• _TASK PROMPT_
From the article on managing state below, list each example it gives of the elements of state an application can have.

Building Cloud Apps with Civo and Docker Part V: Managing State

Written by: Lee Sylvester
12 min read

Over the past four articles, you've seen how to distribute a Docker application across multiple nodes and load balance it. This was performed using Docker Swarm and Kubernetes. These techniques are powerful and increase the availability and fault tolerance of your applications. However, up until now, none of the examples explained managing state.

In this article, you'll take a look at how state can be handled with Kubernetes as well as a little theory for tackling bigger and more complex applications.

What Is State?

In case you're new to this, it helps to identify what state actually is.

When creating the examples in the previous articles, each of the nodes were agnostic of both user and application-based information. The containers created were simply processing handlers. Information went in one end and came out transformed; a simple request -> response transaction.

In the wild, very few applications in their entirety function in this way. While we endeavor to make microservices as stateless as possible, an application on the whole has many elements of state, such as database files, uploaded user assets, user session files, etc.

• _MATERIAL PROVIDED_
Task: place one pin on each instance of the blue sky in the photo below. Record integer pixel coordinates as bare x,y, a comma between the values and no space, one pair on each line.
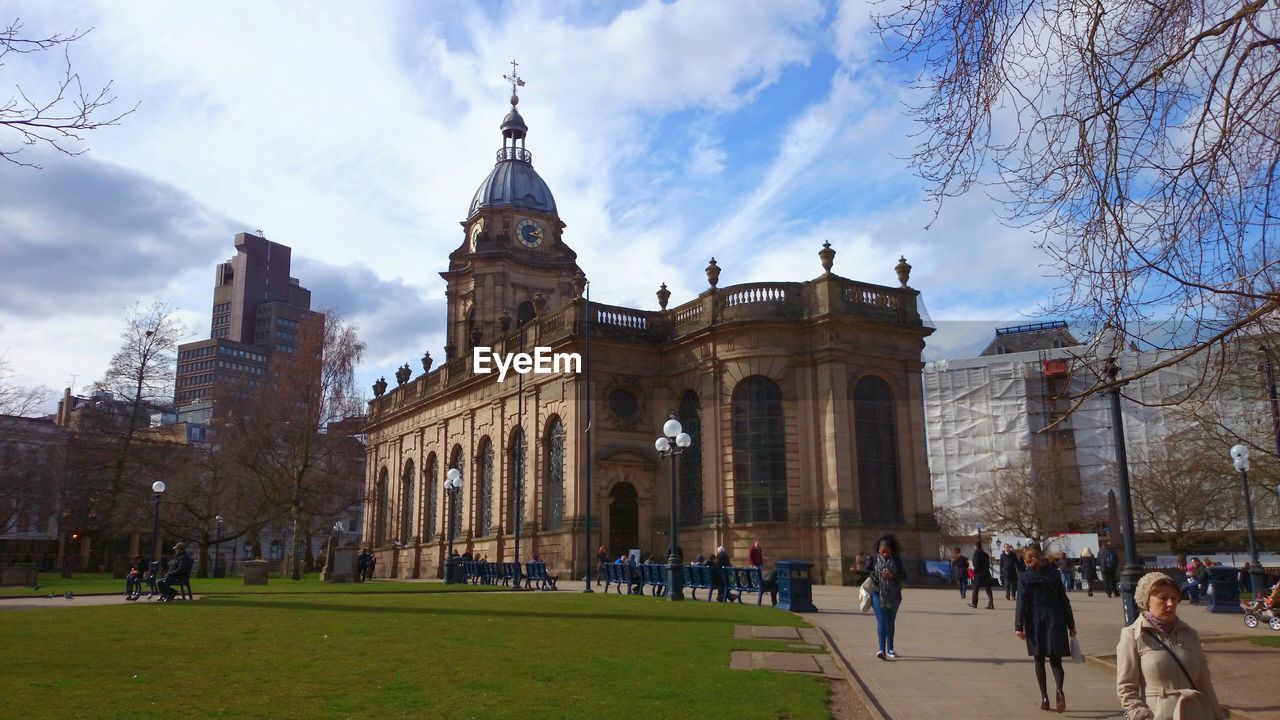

• _RESPONSE TO THE EXERCISE_
Database files, uploaded user assets, user session files